═════ RECORDS SHOWN
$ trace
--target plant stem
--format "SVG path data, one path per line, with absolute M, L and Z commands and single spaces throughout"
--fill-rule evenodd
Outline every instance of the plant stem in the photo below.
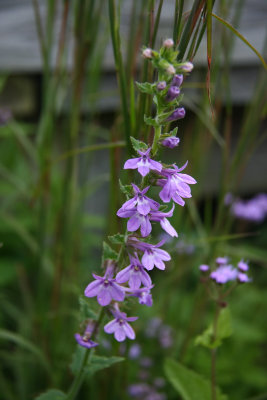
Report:
M 213 342 L 215 342 L 216 340 L 218 318 L 221 312 L 221 307 L 218 303 L 219 300 L 216 305 L 216 311 L 213 321 Z M 211 400 L 216 400 L 216 348 L 211 349 Z
M 152 144 L 152 153 L 155 155 L 158 151 L 158 141 L 161 135 L 161 126 L 156 126 L 155 127 L 155 132 L 154 132 L 154 139 L 153 139 L 153 144 Z

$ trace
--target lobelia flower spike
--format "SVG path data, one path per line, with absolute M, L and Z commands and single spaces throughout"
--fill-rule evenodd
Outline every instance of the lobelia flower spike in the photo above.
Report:
M 112 300 L 124 300 L 123 288 L 116 283 L 116 279 L 112 279 L 114 268 L 114 263 L 110 262 L 103 277 L 92 274 L 95 280 L 89 283 L 84 291 L 86 297 L 97 296 L 97 301 L 102 307 L 110 304 Z
M 141 215 L 147 215 L 150 210 L 159 209 L 159 203 L 157 201 L 145 196 L 145 193 L 149 190 L 150 186 L 140 190 L 138 186 L 132 183 L 132 187 L 135 196 L 122 205 L 122 207 L 118 210 L 117 215 L 119 215 L 121 211 L 134 210 L 135 208 Z
M 135 332 L 128 322 L 133 322 L 138 319 L 138 317 L 127 317 L 126 313 L 121 312 L 117 303 L 115 303 L 114 308 L 111 310 L 115 319 L 108 322 L 104 326 L 104 331 L 106 333 L 114 333 L 115 339 L 118 342 L 123 342 L 126 337 L 131 340 L 135 339 Z
M 139 174 L 146 176 L 150 170 L 160 172 L 162 170 L 162 165 L 158 161 L 154 161 L 149 157 L 151 147 L 146 151 L 138 150 L 138 154 L 141 157 L 130 158 L 124 164 L 124 169 L 137 169 Z
M 87 324 L 83 335 L 75 333 L 74 337 L 77 343 L 82 347 L 86 347 L 87 349 L 91 349 L 92 347 L 98 346 L 98 343 L 93 342 L 93 340 L 91 340 L 91 336 L 92 333 L 94 332 L 94 329 L 95 325 L 90 322 L 89 324 Z
M 162 229 L 164 229 L 164 231 L 167 232 L 170 236 L 178 237 L 178 233 L 166 218 L 173 216 L 173 210 L 174 210 L 174 205 L 172 206 L 172 209 L 166 213 L 162 211 L 152 211 L 150 213 L 150 219 L 151 221 L 160 222 Z
M 149 214 L 142 215 L 137 211 L 136 208 L 133 210 L 123 210 L 120 208 L 117 212 L 117 215 L 121 218 L 130 218 L 127 222 L 127 230 L 129 232 L 135 232 L 140 228 L 141 235 L 146 237 L 152 231 Z
M 148 287 L 141 287 L 139 289 L 125 288 L 126 296 L 133 296 L 139 299 L 139 304 L 144 304 L 147 307 L 152 307 L 153 299 L 150 290 L 154 285 Z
══════════
TASK TO COMPLETE
Check every line in the entries for the word "target". State how many have it, with no other text.

OUTPUT OF THE EXERCISE
2